Exercise instructions: Would you return, word for word, the lines of the data below from the line with "Target: foliage" through the line with "Target: tree", and no others?

Material shown:
↓↓↓
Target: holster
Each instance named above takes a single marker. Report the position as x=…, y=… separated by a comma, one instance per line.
↑↑↑
↓↓↓
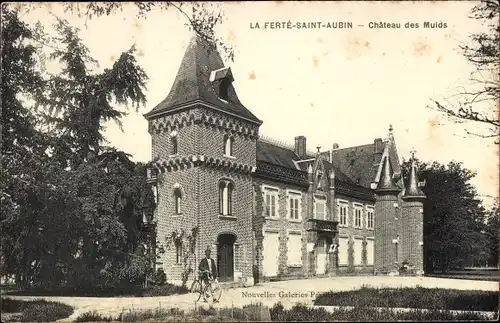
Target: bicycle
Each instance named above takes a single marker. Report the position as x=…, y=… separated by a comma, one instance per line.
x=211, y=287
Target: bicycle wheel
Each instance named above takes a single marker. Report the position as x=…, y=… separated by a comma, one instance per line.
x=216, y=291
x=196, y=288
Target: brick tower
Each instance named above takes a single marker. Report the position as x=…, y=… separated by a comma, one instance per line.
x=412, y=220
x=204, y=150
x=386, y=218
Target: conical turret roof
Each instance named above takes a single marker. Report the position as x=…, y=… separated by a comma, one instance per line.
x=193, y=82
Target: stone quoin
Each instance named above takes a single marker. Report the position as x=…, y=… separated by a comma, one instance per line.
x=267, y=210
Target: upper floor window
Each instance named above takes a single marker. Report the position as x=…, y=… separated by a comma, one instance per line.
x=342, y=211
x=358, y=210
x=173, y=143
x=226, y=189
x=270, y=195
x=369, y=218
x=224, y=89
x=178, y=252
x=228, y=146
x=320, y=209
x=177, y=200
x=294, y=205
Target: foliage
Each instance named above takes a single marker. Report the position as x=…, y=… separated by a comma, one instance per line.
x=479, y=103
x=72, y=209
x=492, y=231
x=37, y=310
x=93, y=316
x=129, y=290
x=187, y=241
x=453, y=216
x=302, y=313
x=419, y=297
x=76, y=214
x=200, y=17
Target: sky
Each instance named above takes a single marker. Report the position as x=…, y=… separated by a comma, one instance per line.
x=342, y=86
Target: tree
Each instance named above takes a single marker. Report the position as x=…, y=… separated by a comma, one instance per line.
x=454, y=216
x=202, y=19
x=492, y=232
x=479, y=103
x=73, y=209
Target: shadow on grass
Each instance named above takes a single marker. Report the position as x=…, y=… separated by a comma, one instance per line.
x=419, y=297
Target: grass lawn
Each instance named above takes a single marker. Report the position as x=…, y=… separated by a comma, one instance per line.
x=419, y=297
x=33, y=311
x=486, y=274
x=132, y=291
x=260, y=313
↑↑↑
↓↓↓
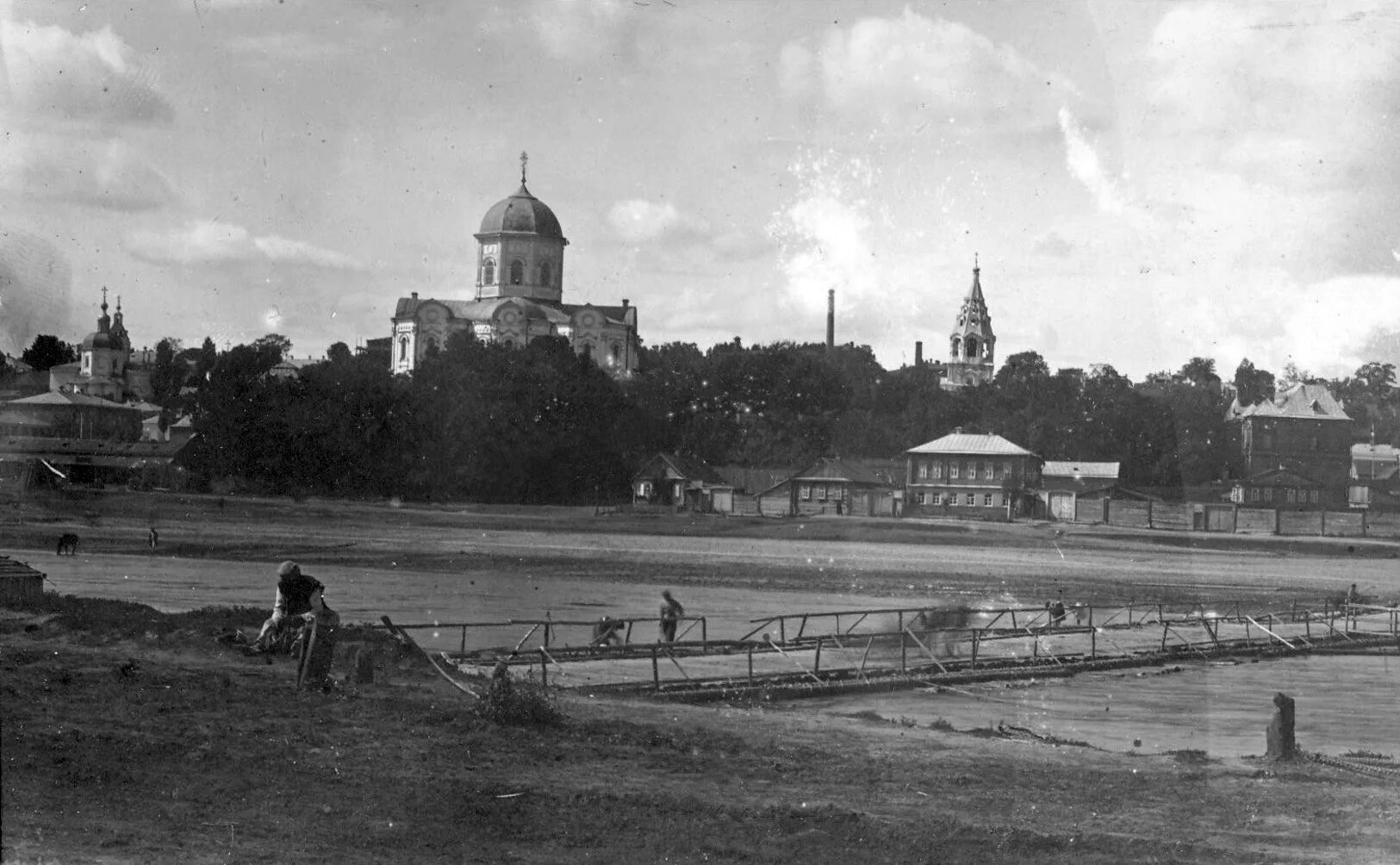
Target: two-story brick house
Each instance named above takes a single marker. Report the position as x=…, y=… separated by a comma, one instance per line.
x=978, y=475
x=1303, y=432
↑↑↑
Task answer:
Target: foliage
Each instance named above takes a single marker. Report the position as x=…, y=… separated by a comma, one instance per line.
x=479, y=103
x=72, y=209
x=492, y=231
x=37, y=310
x=93, y=316
x=129, y=290
x=187, y=241
x=453, y=216
x=302, y=313
x=419, y=297
x=76, y=214
x=200, y=17
Target: sky
Each instance named above takes a single marker. Report the position as x=…, y=… separated by a comma, one instance per line.
x=342, y=86
Target: tree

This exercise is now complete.